§ Extract to read

Truth be told, as a black woman, I’m not really bothered by a grown black man that chooses to put on a dress and act outlandish to make audiences laugh. Were white people concerned when Robin Williams did the same thing in Mrs. Doubtfire?
It’s always a bit disheartening to watch famous black people, a group that’s already a very small minority in Hollywood to begin with, publicly criticize one another because we shouldn’t act a certain way in front of the white folk. Black people are not one monolithic group. We are multi-dimensional just like people of other races and cultures. Spike is showing one side of our race and Tyler is just showing another. And ultimately, fans will determine who and what they want to see. I like Tyler Perry’s more recent efforts- specifically For Colored Girls. But I’ve watched more of Spike Lee’s movies. And Bamboozled is actually one of my favorite movies of all time. No one can deny that both Tyler Perry and Spike Lee are talented. They each have a voice, a point of view, and most importantly they both create jobs for black writers, actors and actresses. They should be supporting one another. And in my opinion, the real “coonery” and “buffoonery” taking place is this Tyler Perry-Spike Lee feud.

§ Raw records
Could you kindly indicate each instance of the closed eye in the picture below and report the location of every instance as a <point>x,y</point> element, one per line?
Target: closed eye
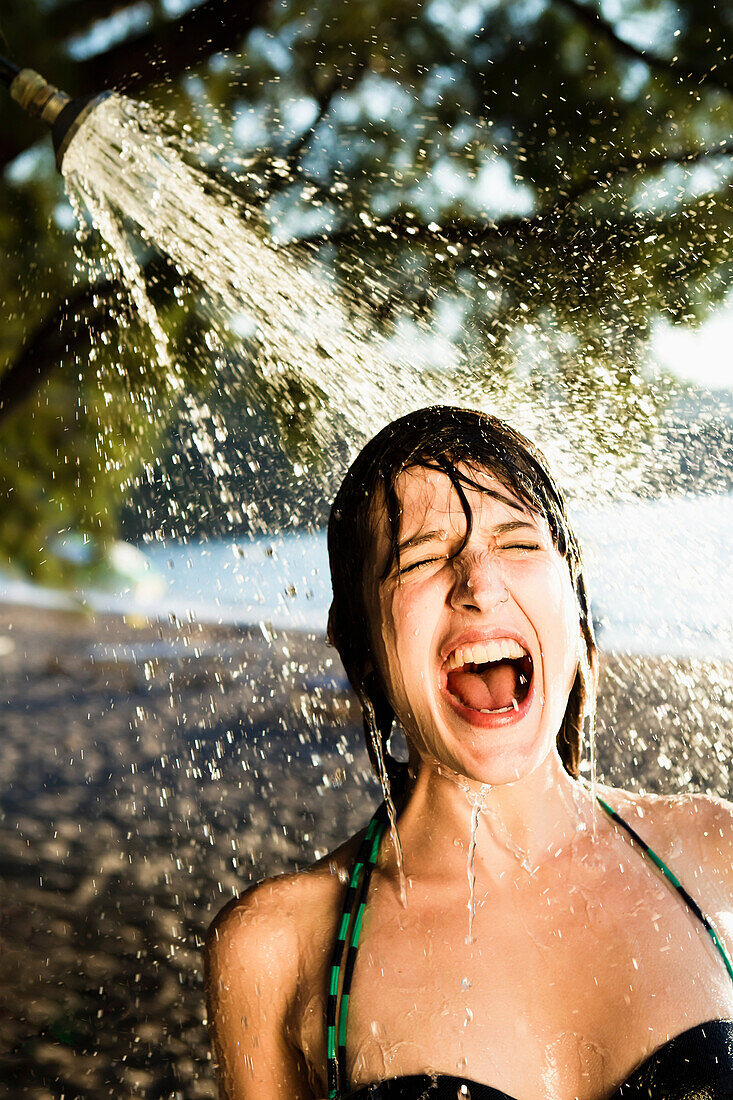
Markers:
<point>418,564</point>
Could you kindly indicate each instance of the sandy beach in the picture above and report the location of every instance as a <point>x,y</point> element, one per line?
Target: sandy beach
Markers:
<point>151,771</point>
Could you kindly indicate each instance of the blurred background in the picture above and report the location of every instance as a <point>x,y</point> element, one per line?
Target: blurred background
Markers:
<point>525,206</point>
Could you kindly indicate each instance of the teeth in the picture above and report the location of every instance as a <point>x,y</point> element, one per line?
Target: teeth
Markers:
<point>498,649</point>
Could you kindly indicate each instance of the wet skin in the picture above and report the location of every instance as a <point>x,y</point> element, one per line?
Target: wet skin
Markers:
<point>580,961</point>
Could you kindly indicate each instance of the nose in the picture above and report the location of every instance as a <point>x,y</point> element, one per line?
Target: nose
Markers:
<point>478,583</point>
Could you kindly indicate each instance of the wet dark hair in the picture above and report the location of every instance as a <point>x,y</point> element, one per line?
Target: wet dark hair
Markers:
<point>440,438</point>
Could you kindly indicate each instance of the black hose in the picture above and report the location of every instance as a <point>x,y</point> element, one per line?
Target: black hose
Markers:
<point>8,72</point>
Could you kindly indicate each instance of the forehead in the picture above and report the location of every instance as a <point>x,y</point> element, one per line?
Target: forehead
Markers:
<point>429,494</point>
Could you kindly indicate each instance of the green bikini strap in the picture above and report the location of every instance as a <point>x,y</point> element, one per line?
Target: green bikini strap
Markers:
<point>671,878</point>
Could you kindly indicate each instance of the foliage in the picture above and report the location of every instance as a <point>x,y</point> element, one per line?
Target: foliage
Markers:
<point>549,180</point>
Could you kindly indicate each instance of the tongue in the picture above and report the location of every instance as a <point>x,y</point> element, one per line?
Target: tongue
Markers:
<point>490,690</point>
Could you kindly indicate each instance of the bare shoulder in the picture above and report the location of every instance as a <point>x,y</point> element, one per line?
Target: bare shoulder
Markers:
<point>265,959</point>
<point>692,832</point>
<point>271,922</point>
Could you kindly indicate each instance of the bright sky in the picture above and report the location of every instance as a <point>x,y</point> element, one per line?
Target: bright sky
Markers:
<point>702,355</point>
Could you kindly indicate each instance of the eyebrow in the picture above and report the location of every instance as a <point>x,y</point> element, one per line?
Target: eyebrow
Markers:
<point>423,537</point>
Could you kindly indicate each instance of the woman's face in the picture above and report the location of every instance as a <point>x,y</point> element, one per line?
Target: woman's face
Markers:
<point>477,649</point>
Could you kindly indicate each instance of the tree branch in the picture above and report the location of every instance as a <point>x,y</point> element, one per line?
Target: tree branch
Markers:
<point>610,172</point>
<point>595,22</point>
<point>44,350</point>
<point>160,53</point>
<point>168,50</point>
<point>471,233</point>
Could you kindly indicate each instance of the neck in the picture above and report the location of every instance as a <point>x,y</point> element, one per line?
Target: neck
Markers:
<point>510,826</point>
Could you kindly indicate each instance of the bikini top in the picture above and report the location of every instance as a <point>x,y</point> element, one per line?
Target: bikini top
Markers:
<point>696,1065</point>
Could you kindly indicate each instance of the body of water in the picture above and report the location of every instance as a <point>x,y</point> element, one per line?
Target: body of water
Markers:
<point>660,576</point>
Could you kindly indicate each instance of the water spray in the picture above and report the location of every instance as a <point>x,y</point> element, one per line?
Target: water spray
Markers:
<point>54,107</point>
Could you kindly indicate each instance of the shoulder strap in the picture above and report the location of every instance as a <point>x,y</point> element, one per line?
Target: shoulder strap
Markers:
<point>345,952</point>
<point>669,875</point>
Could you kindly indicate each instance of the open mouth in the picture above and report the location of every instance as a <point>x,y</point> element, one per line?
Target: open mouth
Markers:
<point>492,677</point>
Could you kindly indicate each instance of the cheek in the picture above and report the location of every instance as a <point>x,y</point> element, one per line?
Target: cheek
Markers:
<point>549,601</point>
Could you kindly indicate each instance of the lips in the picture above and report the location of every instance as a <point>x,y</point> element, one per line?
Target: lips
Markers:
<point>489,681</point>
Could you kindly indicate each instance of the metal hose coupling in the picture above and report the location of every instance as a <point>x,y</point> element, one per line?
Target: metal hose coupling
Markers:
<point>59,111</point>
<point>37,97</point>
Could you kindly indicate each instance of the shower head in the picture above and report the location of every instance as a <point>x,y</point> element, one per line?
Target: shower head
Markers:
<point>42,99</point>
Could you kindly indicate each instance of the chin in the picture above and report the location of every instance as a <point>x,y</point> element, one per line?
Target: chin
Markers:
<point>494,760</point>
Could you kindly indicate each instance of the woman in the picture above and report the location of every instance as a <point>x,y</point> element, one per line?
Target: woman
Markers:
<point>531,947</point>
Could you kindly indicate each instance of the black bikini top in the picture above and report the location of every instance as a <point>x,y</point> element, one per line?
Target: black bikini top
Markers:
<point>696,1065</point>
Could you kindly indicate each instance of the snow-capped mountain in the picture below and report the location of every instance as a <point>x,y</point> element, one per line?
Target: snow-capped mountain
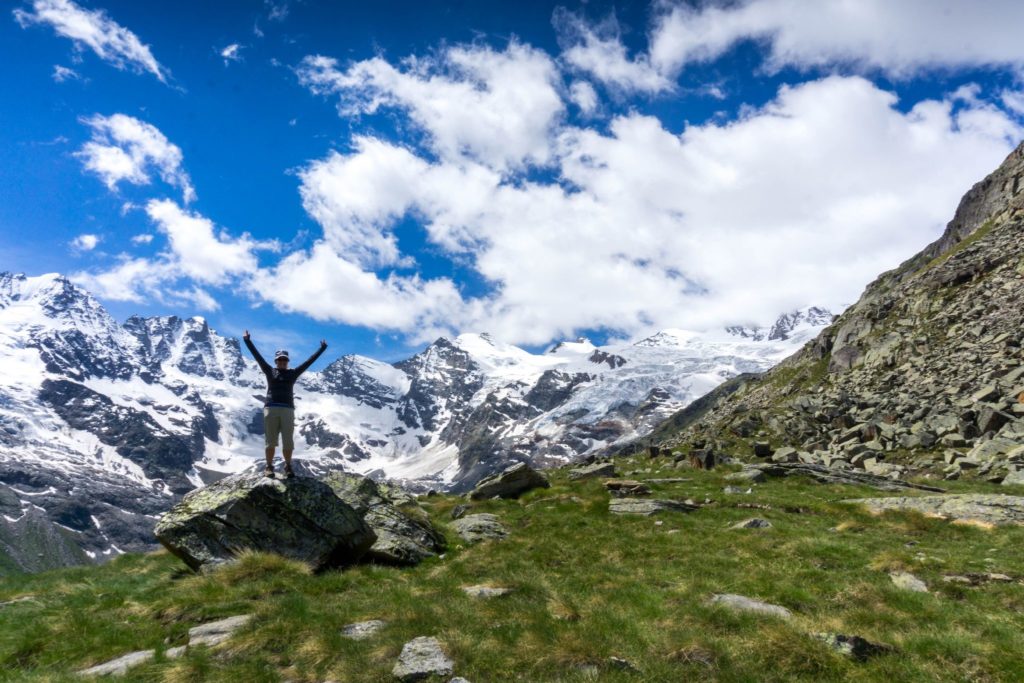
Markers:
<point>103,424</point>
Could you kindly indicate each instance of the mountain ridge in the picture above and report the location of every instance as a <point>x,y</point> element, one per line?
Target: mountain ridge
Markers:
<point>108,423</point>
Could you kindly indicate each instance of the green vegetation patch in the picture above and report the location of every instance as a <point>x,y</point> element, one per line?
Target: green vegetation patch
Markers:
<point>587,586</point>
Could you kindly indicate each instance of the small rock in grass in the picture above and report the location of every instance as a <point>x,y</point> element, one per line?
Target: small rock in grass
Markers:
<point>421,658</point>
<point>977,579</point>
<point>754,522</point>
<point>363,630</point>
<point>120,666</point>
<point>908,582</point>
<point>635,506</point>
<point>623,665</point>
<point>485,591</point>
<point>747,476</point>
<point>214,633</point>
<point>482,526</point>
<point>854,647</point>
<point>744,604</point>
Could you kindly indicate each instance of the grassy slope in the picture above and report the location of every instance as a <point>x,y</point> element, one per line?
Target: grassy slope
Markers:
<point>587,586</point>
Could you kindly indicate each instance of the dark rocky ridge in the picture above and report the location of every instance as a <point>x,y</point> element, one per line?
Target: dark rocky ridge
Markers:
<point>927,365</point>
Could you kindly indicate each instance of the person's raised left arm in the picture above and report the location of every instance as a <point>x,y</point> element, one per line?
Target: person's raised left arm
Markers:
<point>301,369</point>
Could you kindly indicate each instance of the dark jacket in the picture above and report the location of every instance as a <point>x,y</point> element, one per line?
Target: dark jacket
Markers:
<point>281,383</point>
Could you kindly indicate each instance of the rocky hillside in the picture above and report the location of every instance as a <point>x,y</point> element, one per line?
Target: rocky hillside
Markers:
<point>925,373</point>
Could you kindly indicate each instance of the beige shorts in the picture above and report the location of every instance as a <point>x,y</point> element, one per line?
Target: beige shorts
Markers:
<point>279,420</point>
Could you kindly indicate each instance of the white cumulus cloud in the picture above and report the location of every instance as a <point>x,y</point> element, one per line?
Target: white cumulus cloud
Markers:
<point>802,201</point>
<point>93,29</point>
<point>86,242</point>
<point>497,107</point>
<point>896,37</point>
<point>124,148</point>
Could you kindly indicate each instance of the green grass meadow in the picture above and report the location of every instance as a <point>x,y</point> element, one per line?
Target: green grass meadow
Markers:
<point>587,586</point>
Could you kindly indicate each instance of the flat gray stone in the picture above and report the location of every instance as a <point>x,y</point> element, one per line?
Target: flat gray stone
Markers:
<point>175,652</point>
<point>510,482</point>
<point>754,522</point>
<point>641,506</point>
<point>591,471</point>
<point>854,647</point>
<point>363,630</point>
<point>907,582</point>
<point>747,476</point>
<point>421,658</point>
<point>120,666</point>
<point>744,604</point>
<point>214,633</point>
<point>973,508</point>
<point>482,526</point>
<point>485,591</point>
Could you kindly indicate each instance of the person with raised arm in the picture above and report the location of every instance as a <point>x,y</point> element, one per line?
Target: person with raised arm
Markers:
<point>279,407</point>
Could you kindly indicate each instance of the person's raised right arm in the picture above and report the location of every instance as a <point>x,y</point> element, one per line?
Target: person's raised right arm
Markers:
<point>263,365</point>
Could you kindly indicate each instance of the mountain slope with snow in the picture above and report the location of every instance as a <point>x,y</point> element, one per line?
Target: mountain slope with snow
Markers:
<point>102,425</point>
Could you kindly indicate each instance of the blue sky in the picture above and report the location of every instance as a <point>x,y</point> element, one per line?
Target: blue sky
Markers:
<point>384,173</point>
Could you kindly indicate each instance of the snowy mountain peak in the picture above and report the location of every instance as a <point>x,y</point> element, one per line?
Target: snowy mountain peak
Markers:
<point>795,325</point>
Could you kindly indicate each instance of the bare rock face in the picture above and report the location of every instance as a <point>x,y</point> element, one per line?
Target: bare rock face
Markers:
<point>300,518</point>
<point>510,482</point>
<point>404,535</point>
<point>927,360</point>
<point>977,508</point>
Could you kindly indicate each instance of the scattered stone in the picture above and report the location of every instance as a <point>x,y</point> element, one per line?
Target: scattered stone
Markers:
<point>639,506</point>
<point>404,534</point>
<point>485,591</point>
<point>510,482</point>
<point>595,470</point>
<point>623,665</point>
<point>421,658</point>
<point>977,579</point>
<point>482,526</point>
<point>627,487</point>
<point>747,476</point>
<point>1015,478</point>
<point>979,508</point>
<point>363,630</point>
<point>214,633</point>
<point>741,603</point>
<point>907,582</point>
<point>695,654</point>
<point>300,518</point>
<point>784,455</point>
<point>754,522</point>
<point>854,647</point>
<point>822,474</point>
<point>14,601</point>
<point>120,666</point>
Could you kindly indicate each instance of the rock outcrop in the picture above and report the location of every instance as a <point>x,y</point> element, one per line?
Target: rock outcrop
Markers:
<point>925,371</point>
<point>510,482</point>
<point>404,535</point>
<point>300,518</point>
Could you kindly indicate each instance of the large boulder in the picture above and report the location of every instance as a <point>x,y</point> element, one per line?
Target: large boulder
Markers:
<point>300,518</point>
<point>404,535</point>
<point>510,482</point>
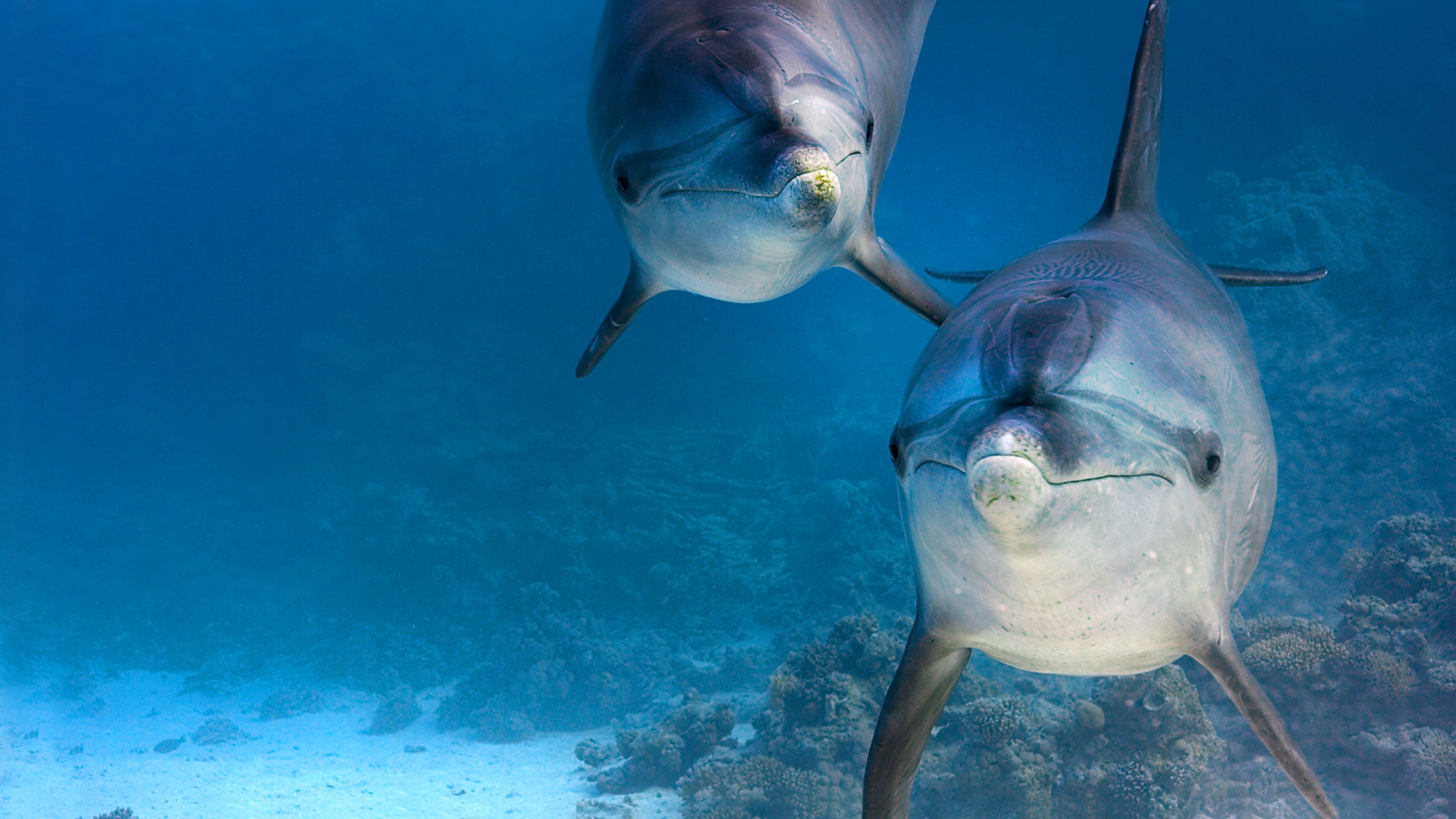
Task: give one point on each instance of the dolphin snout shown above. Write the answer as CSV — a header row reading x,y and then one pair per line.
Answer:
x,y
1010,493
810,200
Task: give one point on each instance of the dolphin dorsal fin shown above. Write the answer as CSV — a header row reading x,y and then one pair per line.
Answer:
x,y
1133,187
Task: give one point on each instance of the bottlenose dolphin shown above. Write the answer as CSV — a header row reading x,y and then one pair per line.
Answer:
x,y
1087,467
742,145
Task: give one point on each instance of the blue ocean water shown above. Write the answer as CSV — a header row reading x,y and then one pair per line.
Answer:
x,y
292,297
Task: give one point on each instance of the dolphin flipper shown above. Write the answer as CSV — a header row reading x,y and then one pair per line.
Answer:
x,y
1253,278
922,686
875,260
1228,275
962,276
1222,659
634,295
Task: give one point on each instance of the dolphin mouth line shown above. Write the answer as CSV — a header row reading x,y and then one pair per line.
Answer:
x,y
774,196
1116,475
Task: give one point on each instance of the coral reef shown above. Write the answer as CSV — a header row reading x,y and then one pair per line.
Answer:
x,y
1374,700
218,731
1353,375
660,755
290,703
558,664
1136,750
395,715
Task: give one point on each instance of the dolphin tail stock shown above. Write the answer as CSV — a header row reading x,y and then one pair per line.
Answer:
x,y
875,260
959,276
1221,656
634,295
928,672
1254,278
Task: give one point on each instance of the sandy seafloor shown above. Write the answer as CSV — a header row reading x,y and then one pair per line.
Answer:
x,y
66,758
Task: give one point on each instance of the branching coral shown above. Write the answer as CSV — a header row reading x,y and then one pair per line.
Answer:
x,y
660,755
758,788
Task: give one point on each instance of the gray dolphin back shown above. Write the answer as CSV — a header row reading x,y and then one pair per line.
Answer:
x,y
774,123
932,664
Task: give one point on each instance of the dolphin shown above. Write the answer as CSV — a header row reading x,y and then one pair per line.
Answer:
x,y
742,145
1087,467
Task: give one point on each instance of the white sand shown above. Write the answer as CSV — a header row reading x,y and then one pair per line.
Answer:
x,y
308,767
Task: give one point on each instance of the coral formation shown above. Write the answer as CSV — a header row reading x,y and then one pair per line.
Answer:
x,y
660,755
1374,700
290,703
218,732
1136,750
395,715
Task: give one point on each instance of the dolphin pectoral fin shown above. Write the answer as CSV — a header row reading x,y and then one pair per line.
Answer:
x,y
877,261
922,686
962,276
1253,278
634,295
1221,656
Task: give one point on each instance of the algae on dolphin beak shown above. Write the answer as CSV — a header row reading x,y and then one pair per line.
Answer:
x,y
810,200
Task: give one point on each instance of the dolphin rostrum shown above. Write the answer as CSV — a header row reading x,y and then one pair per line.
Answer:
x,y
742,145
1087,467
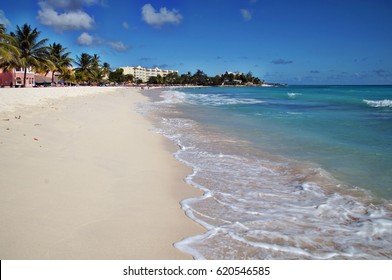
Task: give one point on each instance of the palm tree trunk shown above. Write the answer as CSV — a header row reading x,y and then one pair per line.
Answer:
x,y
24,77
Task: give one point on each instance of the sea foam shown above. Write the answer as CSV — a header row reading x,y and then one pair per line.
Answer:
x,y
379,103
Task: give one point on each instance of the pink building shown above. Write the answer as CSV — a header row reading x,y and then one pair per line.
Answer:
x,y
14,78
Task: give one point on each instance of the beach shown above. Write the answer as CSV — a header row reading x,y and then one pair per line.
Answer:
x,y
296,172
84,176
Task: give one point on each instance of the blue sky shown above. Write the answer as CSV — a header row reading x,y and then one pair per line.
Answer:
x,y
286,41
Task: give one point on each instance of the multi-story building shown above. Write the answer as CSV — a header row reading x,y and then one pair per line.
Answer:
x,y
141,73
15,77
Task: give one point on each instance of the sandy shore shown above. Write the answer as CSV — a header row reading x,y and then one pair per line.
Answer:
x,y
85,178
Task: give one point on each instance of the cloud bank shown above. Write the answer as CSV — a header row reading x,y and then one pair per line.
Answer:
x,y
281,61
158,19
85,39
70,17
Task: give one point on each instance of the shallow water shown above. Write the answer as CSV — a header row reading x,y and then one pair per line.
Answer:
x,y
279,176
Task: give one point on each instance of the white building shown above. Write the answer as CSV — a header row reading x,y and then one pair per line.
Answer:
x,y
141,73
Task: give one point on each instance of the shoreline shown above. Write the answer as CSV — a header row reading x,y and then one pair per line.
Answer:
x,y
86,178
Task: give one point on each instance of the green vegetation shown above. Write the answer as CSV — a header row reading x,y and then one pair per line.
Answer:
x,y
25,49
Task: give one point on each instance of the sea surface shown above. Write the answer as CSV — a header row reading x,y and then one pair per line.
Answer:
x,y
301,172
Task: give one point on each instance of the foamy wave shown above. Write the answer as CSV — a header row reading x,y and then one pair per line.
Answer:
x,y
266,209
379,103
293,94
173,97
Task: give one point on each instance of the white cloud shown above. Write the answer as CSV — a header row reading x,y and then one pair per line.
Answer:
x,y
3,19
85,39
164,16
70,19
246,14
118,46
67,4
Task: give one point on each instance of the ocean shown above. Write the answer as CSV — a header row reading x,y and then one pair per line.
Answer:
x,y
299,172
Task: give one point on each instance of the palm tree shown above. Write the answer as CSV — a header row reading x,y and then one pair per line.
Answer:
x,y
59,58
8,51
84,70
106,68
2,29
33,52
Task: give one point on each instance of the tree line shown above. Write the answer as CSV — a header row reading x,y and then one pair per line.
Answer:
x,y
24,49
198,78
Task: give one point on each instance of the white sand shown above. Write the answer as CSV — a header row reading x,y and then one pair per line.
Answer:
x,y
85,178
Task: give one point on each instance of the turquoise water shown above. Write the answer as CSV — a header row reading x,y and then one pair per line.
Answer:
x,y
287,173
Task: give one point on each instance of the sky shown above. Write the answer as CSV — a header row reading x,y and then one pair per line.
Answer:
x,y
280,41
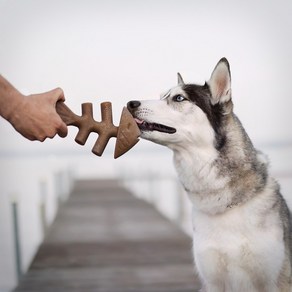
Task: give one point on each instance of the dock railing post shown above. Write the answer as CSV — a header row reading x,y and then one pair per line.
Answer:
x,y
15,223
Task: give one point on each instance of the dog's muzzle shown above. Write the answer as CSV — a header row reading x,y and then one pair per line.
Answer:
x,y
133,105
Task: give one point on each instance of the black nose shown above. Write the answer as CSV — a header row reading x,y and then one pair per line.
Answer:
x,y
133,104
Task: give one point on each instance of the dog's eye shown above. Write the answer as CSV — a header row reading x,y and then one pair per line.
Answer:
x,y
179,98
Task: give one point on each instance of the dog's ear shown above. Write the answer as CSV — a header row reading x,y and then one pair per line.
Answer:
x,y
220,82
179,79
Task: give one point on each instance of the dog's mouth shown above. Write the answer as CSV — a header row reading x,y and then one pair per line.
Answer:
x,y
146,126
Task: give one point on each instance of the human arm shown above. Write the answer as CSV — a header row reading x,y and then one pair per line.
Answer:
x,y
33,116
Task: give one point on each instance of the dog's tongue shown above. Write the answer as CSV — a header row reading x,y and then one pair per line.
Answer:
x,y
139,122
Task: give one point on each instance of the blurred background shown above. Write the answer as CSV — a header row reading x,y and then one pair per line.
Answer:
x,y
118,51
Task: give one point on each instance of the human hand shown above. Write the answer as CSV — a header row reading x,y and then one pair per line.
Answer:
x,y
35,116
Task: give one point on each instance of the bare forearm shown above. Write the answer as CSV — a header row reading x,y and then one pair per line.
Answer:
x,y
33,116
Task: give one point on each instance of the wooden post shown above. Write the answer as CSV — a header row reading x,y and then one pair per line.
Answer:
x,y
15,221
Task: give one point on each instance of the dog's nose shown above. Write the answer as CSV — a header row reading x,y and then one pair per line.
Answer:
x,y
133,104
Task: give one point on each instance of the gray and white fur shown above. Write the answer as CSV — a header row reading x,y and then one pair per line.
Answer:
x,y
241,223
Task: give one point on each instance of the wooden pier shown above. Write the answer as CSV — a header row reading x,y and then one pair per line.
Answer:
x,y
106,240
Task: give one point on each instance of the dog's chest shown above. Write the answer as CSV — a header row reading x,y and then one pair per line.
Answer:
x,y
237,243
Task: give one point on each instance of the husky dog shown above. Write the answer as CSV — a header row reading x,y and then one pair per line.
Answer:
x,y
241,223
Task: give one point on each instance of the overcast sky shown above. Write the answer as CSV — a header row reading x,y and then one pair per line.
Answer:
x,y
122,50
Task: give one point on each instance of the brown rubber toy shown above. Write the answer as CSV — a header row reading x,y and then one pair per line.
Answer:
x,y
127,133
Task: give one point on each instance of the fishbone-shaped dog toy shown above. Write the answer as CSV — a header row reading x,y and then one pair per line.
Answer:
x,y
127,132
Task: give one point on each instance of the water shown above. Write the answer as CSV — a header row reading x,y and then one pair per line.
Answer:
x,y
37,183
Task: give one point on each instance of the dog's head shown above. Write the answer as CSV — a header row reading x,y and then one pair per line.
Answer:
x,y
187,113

§ Problems to work on
A – Using the commentary on the Tyler Perry–Spike Lee feud, output the stretch from "Truth be told, as" through "in Mrs. Doubtfire?" word for word.
B – In one to three sentences, explain why the commentary on the Tyler Perry–Spike Lee feud says the two filmmakers should be supporting one another.
C – In the commentary on the Tyler Perry–Spike Lee feud, which Spike Lee movie does the writer call one of their favorite movies of all time?

§ Written responses
A –
Truth be told, as a black woman, I’m not really bothered by a grown black man that chooses to put on a dress and act outlandish to make audiences laugh. Were white people concerned when Robin Williams did the same thing in Mrs. Doubtfire?

B – Both Tyler Perry and Spike Lee are talented, and each has a voice and a point of view. Most importantly, they both create jobs for black writers, actors and actresses.

C – Bamboozled